* **Written request**
Can you lay out the data as a numbered list, from the beginning of the data through the line containing "[1003,632,1056,770]" (that line included), with any blank lines omitted?

* **Stored data**
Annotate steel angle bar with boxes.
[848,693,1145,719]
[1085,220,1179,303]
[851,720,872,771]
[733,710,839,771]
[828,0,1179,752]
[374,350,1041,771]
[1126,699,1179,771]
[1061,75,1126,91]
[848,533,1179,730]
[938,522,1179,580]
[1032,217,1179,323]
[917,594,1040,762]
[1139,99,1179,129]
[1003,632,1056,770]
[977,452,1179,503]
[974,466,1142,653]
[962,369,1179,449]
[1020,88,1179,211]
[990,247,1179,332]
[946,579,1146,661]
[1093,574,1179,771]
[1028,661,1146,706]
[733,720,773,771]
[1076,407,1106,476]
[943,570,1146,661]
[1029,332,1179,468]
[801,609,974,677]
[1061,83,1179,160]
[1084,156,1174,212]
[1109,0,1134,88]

* **Result for this task**
1. Annotate steel angle bar with boxes.
2. [848,693,1145,719]
3. [1085,220,1179,303]
4. [851,720,872,771]
5. [733,710,839,771]
6. [828,0,1179,752]
7. [374,350,1041,771]
8. [1126,699,1179,771]
9. [1061,75,1126,91]
10. [848,533,1179,730]
11. [938,522,1179,580]
12. [1032,217,1179,323]
13. [917,594,1040,762]
14. [1139,99,1179,129]
15. [1003,632,1056,770]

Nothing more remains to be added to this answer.